-- begin Passage to read --
Data Interface Connector

Modern hard disk drives use one of two interfaces: IDE (ATA) and its variants, or SCSI. You can tell immediately by looking at the back of the hard disk which interface is being used by the drive:

A standard hard disk IDE/ATA data interface connector.
If you look closely you can see markings for pins #1, #2, #39 and #40.
A 50-pin SCSI interface connector looks identical except that it
has 25 columns of pins instead of 20 (they look so much alike that
getting the two mixed up is common). A 68-pin SCSI interface
connector is pictured on the parent page of this page.

The connectors on hard disk drives are generally in the form of a 2xN rectangular grid of pins (where N is 20, 25, 34 or 40 depending on the interface). Older ST-506 (also called MFM, RLL) and ESDI hard disks used two data connectors, one 34 pins and the other 20 pins. These connectors were often not in the form of pins but rather card edge connectors, such as those used by ISA expansion cards. Some SCSI connectors may have different shapes, especially older ones.
-- end Passage to read --
-- begin Extracted information --
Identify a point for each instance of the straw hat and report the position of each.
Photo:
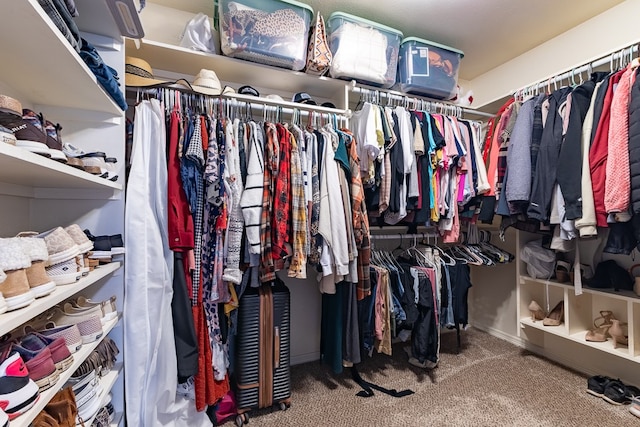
(207, 83)
(138, 72)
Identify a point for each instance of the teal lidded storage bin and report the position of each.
(428, 68)
(272, 32)
(363, 50)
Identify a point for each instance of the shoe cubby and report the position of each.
-- end Extracted information --
The request »
Continue the passage on hard disk data interface connectors, picking up after its last sentence.

Answer below »
While most current SCSI interface connectors are keyed to prevent incorrect insertion (because they are D-shaped), this is not always the case for other interfaces. For this reason, it is important to make sure that the cable is oriented the correct way before plugging it in. The cable has a red stripe to indicate wire #1 and the hard disk uses markers of one form or another to indicate the matching pin #1.